• About this exercise: The task calls for an exact retyping of the lines from the one holding "Exercise. Mark the bush" through the end of the listing, with pictures omitted and nothing added.

┄┄┄┄┄┄┄┄┄┄

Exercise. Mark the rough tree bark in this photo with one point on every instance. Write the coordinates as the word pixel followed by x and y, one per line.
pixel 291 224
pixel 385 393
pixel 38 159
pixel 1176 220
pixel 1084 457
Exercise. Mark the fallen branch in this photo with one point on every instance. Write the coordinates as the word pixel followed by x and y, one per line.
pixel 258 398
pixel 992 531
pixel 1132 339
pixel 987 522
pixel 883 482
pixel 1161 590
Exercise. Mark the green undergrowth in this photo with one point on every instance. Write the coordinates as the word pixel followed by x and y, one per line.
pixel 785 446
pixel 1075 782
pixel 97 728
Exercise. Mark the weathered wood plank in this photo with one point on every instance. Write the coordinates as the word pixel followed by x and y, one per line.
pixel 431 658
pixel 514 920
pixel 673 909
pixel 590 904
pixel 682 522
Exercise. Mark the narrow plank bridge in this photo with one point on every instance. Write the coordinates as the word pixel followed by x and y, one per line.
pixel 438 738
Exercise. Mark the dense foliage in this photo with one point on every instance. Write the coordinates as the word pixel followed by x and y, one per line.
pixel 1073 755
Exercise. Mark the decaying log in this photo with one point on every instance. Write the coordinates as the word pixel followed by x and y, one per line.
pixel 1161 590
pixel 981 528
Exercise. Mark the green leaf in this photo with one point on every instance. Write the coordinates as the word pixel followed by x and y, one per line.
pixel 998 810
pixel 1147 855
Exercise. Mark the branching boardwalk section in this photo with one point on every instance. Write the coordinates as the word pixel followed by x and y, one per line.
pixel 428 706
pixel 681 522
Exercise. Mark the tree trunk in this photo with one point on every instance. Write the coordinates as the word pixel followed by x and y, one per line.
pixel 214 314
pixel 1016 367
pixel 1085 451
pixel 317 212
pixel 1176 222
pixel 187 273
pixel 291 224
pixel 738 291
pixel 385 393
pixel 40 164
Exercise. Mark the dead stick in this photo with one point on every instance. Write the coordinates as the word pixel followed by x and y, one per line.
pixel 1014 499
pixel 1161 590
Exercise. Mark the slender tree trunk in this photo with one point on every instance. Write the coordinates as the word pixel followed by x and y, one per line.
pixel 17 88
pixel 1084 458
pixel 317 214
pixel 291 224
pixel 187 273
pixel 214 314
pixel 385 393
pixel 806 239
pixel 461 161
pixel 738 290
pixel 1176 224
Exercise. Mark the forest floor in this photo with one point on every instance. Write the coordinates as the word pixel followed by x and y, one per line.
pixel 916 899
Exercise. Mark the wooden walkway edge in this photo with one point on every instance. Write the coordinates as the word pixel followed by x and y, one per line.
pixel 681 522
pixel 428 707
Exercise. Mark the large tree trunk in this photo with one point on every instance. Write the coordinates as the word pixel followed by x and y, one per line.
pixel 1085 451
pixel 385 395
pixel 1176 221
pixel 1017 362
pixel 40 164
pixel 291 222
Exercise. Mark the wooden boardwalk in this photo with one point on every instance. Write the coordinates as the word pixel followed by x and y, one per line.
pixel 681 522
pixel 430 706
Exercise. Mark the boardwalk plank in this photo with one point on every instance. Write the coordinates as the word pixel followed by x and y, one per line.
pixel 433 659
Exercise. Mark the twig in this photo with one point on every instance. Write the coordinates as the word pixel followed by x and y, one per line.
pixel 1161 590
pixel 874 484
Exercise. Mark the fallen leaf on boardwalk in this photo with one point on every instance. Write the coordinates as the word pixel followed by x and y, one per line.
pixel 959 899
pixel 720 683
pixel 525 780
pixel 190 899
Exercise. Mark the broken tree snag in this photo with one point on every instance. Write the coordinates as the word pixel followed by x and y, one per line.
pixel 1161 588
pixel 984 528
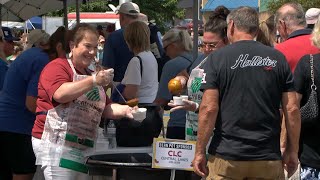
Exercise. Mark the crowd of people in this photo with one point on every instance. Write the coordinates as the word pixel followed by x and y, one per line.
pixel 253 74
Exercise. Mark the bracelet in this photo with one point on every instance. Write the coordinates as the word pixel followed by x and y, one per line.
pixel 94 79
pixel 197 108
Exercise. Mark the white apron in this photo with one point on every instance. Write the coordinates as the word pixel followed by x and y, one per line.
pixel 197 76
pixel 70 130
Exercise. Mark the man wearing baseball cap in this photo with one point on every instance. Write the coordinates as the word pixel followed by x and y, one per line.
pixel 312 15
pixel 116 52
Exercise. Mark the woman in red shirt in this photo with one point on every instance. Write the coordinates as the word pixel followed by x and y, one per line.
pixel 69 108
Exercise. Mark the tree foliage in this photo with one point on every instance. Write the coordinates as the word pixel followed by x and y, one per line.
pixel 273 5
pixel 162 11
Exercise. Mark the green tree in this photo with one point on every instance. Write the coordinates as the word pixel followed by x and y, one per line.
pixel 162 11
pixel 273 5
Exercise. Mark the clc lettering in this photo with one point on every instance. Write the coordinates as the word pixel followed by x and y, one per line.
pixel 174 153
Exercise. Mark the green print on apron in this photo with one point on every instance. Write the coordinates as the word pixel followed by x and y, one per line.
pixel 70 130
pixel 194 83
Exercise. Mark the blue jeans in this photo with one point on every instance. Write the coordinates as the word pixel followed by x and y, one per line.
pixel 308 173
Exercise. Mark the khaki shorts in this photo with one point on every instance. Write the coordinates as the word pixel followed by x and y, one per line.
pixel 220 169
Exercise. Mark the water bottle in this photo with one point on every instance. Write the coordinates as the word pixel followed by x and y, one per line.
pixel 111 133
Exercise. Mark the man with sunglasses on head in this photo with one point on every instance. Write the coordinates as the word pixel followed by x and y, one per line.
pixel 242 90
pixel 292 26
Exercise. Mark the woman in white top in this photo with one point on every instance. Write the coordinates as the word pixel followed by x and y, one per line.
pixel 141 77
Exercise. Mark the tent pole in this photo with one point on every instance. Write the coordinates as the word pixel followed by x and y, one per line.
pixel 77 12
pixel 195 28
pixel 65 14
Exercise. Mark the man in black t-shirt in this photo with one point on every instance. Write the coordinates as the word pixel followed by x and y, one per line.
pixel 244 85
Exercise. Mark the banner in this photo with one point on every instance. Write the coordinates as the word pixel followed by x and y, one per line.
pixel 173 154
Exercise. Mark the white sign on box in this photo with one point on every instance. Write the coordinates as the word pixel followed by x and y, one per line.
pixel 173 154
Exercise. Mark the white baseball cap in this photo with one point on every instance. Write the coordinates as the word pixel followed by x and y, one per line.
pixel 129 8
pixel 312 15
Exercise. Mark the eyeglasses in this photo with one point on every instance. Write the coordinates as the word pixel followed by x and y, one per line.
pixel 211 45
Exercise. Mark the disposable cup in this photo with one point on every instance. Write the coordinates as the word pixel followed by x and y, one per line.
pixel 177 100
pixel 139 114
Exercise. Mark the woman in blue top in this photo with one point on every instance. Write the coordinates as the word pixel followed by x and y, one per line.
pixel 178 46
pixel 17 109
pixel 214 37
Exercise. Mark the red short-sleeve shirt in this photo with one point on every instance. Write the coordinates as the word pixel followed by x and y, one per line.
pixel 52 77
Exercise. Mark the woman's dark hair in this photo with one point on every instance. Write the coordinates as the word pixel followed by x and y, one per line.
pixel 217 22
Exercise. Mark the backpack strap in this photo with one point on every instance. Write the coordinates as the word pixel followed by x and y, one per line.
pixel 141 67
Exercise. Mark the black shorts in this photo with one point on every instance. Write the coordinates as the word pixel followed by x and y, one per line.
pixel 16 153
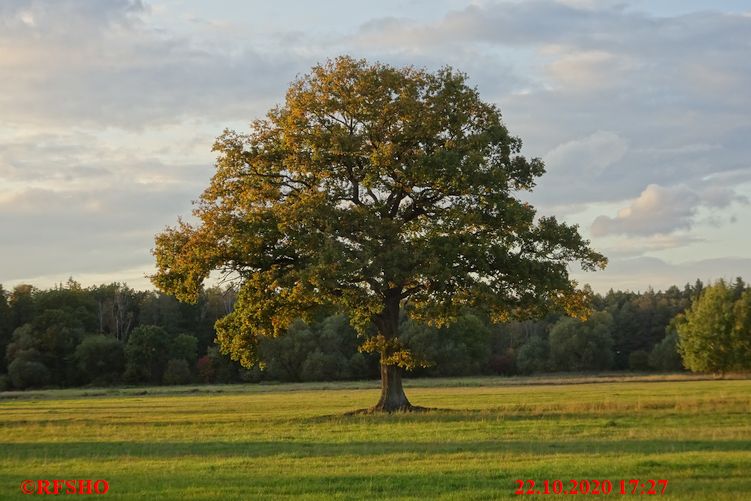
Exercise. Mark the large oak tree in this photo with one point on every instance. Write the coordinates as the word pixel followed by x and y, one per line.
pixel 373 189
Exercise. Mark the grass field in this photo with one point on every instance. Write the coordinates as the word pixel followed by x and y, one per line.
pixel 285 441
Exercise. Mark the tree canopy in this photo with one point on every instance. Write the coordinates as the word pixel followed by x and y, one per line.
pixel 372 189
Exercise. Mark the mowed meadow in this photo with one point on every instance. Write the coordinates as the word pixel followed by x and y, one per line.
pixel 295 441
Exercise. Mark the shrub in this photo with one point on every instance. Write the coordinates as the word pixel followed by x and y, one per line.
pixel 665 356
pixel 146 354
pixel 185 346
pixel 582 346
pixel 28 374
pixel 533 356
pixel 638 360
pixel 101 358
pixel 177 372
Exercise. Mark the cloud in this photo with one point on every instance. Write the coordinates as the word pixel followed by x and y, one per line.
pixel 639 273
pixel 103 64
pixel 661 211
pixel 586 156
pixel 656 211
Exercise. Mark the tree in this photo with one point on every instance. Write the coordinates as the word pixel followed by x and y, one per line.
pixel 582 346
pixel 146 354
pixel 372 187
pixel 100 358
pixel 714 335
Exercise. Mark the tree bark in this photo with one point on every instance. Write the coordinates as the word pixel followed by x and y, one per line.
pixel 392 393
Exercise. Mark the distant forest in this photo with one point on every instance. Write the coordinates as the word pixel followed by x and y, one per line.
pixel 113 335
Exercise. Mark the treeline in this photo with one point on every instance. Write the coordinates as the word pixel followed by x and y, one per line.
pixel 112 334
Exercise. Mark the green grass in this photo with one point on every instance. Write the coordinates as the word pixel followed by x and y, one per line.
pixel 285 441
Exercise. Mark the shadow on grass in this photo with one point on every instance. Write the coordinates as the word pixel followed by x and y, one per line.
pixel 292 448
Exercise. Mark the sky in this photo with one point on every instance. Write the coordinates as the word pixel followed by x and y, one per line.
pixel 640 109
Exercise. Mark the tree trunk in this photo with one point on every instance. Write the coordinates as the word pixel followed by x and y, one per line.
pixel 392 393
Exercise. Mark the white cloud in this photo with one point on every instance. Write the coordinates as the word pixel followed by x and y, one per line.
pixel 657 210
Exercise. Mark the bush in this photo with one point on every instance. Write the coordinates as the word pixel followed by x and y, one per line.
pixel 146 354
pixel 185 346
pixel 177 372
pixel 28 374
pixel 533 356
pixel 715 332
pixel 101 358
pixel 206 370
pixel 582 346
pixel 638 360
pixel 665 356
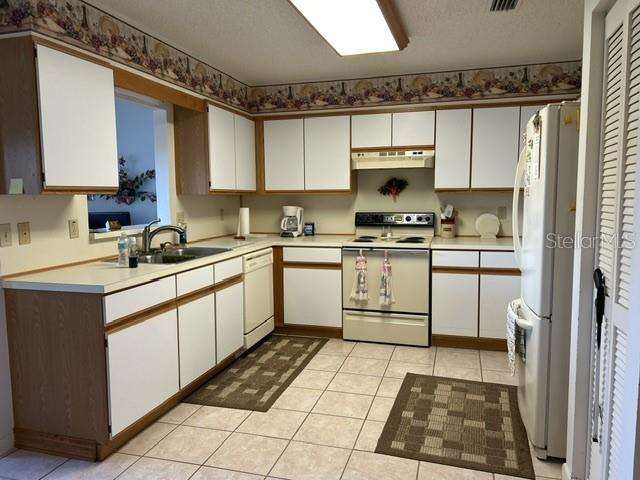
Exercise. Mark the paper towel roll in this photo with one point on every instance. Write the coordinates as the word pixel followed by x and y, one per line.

┄┄┄┄┄┄┄┄┄┄

• Written solution:
Exercise. Mark the bush in this photo with one point on every instance. Write the coordinates as the word pixel followed by x and y, one per line.
pixel 146 354
pixel 185 346
pixel 177 372
pixel 28 374
pixel 533 356
pixel 715 332
pixel 101 358
pixel 206 370
pixel 582 346
pixel 638 360
pixel 665 356
Exercise. Mark the paper towel roll in this photo with one point on every instance. Write the coordinates as the word pixel followed by x and y, one per line.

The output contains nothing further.